* **Task objective**
In the records below, find the line containing "Pest-scouting request: point out the bottle"; copy exactly that line and all lines after it to the end, and nothing else.

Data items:
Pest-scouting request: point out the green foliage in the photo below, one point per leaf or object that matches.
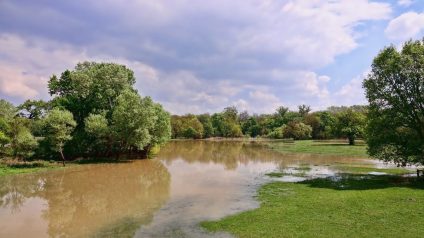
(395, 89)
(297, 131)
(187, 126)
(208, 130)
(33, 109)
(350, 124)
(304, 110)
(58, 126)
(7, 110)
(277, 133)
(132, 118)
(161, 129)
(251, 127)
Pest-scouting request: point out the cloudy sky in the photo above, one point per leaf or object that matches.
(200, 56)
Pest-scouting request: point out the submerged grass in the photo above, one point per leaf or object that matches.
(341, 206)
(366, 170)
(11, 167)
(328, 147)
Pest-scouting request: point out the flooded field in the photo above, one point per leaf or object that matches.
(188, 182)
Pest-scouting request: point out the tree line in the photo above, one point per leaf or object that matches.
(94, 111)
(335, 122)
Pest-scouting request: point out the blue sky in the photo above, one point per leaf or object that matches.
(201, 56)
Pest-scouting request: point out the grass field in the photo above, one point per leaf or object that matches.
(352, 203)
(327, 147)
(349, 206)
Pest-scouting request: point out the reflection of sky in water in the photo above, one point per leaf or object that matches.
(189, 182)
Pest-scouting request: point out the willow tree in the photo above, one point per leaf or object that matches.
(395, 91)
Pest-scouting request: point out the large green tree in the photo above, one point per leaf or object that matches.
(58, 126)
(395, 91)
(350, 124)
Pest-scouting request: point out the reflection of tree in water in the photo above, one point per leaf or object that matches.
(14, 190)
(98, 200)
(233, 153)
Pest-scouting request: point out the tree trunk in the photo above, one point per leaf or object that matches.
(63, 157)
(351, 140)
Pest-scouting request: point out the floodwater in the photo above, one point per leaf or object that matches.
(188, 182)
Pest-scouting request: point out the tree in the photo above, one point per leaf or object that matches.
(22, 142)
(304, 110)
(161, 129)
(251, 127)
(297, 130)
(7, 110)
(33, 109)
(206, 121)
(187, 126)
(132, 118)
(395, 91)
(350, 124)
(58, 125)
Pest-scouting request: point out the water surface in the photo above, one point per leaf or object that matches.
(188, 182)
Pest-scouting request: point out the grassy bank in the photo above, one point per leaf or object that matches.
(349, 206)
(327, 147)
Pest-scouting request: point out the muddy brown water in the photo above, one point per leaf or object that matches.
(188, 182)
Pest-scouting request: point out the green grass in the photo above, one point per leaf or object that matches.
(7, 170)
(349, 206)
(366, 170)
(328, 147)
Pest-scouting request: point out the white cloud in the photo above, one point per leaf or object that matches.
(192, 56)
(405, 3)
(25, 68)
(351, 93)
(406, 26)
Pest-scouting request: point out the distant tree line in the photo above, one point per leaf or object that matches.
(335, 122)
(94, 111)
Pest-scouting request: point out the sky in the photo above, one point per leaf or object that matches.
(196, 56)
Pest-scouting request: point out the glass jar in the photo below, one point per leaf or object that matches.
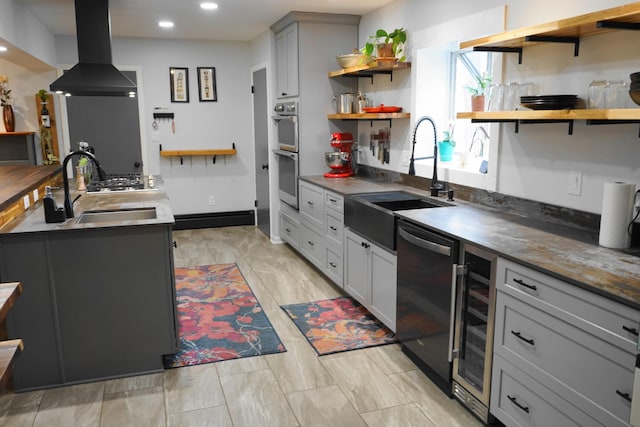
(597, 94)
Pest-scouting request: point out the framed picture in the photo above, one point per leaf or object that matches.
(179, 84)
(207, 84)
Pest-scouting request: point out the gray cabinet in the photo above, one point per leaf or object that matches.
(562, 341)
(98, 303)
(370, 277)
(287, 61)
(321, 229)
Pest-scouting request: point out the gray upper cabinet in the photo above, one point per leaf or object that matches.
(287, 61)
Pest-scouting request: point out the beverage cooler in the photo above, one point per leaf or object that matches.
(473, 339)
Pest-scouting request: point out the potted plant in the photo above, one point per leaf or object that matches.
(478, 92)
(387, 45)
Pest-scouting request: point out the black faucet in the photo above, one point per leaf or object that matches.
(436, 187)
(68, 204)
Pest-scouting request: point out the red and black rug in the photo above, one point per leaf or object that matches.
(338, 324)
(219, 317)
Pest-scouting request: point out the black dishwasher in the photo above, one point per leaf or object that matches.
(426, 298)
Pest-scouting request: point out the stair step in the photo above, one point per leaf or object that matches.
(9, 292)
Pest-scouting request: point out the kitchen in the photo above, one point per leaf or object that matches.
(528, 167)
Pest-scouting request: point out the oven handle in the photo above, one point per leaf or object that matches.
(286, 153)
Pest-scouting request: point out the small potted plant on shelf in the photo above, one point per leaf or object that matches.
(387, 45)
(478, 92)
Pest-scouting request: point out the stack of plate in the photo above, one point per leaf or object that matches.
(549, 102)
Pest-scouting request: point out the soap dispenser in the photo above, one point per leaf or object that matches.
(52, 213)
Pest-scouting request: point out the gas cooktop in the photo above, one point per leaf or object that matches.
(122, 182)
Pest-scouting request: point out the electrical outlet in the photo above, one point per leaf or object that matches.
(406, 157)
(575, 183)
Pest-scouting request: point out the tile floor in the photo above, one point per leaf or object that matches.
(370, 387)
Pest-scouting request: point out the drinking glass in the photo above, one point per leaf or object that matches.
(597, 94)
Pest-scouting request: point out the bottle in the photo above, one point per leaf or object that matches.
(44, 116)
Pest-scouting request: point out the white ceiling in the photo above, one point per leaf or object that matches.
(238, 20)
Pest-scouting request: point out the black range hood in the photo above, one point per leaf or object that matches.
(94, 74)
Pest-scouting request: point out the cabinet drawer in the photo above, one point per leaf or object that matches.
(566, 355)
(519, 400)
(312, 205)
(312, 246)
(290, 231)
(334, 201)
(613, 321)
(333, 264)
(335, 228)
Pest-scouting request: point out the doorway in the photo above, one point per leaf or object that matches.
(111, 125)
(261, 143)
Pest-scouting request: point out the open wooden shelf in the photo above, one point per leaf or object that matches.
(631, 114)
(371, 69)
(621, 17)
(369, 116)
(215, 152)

* **Full response**
Pest-scouting request: point out the bottle in the photo above, one point per leaf or object that matches.
(44, 116)
Pest-scouting request: point out the white ceiling in the photo above, one point per leaf or object that matches.
(238, 20)
Pest-scouting request: point out the black range hood in the photo above, one point per leaf or object that matches.
(94, 74)
Pest-scouting request: point out the cabinet drawer in the photo above, one point per leaf or object that matches.
(566, 355)
(519, 400)
(312, 205)
(312, 246)
(290, 231)
(334, 201)
(613, 321)
(333, 264)
(335, 228)
Pest-scouting request: point out the doorway in the photo above, one point per leaf or object that matches.
(111, 125)
(261, 143)
Pest-scouting request: point out the open wooden shelf in the photo above, one point per leaf or object that matches.
(631, 114)
(371, 69)
(621, 17)
(369, 116)
(215, 152)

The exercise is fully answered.